# Quoted text:
☆ ☆ ☆ ☆
Heavy metals binding properties of esterified lemon

Sorption of Cd(2+), Cr(3+), Cu(2+), Ni(2+), Pb(2+) and Zn(2+) onto a carboxyl groups-rich material prepared from lemon was investigated in batch systems. The results revealed that the sorption is highly pH dependent. Sorption kinetic data indicated that the equilibrium was achieved in the range of 30-240 min for different metal ions and sorption kinetics followed the pseudo-second-order model for all metals studied. Relative sorption rate of various metal cations was found to be in the general order of Ni(2+)>Cd(2+)>Cu(2+)>Pb(2+)>Zn(2+)>Cr(3+). The binding characteristics of the sorbent for heavy metal ions were analyzed under various conditions and isotherm data was accurately fitted to the Langmuir equation. The metal binding capacity order calculated from Langmuir isotherm was Pb(2+)>Cu(2+)>Ni(2+)>Cd(2+)>Zn(2+)>Cr(3+). The mean free energy of metal sorption process calculated from Dubinin-Radushkevich parameter and the Polanyi potential was found to be in the range of 8-11 kJ mol(-1) for the metals studied showing that the main mechanism governing the sorption process seems to be ion exchange. The basic thermodynamic parameters of metals ion sorption process were calculated by using the Langmuir constants obtained from equilibration study. The DeltaG degrees and DeltaH degrees values for metals ion sorption on the lemon sorbent showed the process to be spontaneous and exothermic in nature. Relatively low DeltaH degrees values revealed that physical adsorption significantly contributed to the mechanism.
☆ ☆ ☆ ☆
# Information supplied:

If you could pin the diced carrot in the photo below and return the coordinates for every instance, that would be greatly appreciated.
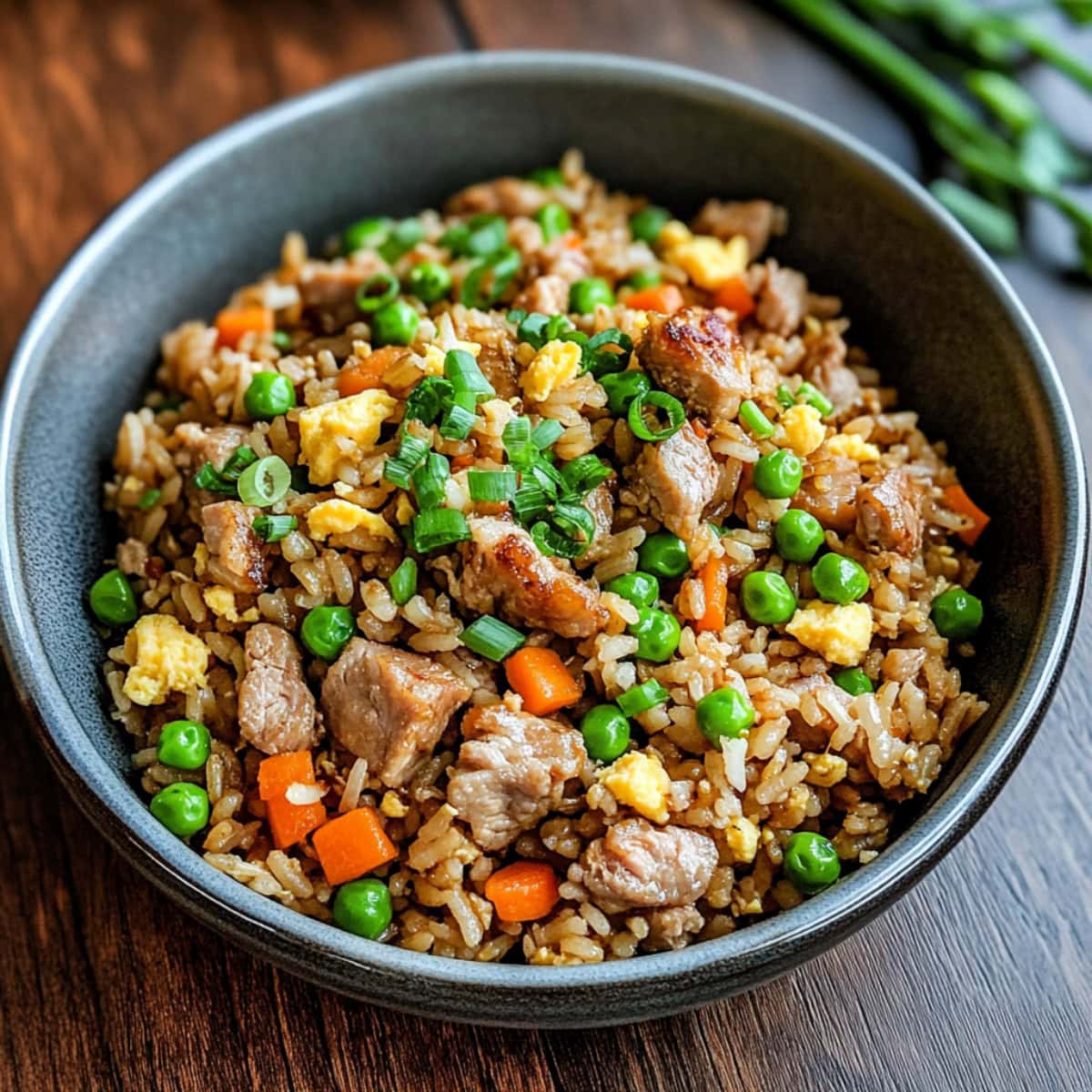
☆ ☆ ☆ ☆
# Written request:
Name every metal ion whose sorption onto the lemon material is studied in the text on esterified lemon.

# Correct answer:
Cd(2+), Cr(3+), Cu(2+), Ni(2+), Pb(2+), Zn(2+)